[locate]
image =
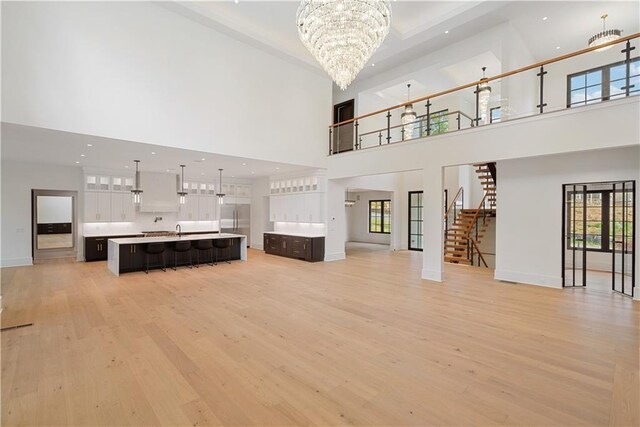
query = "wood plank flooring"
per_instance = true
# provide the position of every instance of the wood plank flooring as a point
(275, 342)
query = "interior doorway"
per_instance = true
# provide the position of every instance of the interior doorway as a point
(54, 224)
(598, 238)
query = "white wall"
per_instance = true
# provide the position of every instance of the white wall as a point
(54, 209)
(528, 235)
(18, 179)
(358, 217)
(137, 71)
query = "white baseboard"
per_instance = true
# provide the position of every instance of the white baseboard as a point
(16, 262)
(529, 279)
(336, 256)
(434, 276)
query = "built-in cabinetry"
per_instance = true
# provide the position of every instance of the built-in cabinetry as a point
(297, 199)
(95, 248)
(108, 199)
(306, 248)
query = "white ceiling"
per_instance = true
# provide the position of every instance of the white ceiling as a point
(418, 27)
(38, 145)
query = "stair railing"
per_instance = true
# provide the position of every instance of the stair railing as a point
(454, 207)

TO BE DONE:
Rewrite all the records with every "white" changed to "ivory" and everything else kept the same, leaving out the pictures.

ANSWER IN FULL:
[locate]
image =
query = "wood plank flooring"
per_instance = true
# provide the position of every instance of the wood plank flooring as a point
(275, 342)
query = "interior doorway"
per_instance = true
# provide the position of every instance of the interior doorway as a point
(54, 224)
(598, 238)
query = "ivory wall"
per_instance = true
# provide the position of every instance of the ivory wall as a point
(54, 209)
(528, 235)
(18, 179)
(358, 217)
(137, 71)
query = "ivory baseboard"
per_instance = true
# provide the position of every instance of the ivory baseboard as a point
(16, 262)
(529, 279)
(336, 256)
(434, 276)
query = "built-in cabinetry"
per_instance = true
# provide the position of every instance of the built-in cabinetry as a point
(297, 199)
(95, 248)
(108, 199)
(306, 248)
query = "ivory ceiling"
per_instance = true
# provide the position of every instance of the ivory ceiling as a point
(418, 27)
(38, 145)
query = "stair railing"
per_instance = true
# provide the position of every instance of the stair railing as a point
(454, 207)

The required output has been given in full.